§ **Exercise objective**: Repeat the rows from the line containing "toilet? Mark that spot." up to and including the last row, requests and all. Shift every coordinate in the answers by -78.

§ **Records to process**:
— START —

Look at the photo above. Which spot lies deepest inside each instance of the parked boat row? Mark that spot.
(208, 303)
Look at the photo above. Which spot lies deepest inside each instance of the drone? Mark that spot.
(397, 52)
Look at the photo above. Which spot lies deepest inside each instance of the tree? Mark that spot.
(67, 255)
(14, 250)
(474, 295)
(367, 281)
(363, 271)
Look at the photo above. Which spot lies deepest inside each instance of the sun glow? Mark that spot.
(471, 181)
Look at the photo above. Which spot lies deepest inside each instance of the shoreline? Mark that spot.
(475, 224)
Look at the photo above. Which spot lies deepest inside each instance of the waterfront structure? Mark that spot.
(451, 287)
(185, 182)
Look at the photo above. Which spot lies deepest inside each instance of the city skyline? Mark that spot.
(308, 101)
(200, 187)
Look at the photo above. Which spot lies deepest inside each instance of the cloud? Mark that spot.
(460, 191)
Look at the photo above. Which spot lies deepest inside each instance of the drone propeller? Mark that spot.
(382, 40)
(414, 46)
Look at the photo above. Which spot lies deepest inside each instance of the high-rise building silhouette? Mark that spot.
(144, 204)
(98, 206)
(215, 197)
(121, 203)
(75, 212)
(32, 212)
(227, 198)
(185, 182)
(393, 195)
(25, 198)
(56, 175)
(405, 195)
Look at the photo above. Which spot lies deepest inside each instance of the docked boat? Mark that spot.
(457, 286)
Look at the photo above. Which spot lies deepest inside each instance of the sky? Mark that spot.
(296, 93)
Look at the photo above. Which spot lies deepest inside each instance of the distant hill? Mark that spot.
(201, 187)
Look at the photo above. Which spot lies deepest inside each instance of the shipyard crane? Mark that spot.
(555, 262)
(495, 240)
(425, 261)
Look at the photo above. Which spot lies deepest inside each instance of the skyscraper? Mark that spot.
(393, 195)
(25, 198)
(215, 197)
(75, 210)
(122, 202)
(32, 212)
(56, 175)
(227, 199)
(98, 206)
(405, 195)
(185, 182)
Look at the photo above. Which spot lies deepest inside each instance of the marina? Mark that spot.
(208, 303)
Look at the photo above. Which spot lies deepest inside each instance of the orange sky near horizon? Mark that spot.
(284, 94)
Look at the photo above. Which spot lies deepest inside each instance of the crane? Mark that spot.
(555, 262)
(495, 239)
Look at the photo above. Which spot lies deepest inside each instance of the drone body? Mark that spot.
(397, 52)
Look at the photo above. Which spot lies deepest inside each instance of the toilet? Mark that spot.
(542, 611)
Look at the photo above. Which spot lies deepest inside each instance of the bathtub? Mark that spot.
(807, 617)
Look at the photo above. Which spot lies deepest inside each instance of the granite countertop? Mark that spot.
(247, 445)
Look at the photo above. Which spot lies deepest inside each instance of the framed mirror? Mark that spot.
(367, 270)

— END —

§ **Answer below**:
Look at the photo above. Which spot lies deepest inside each instance of the toilet? Mark that spot.
(464, 533)
Look at the photo above. Which spot lies deepest inside each instance of the bathtub? Mark that spot.
(729, 539)
Look at the photo above. Which spot lies deepest inside each instance of the granite countertop? Mark that spot.
(169, 367)
Look at the photo above. Which spot lies deepest inside each instance of the framed mirror? Mark that spot.
(289, 192)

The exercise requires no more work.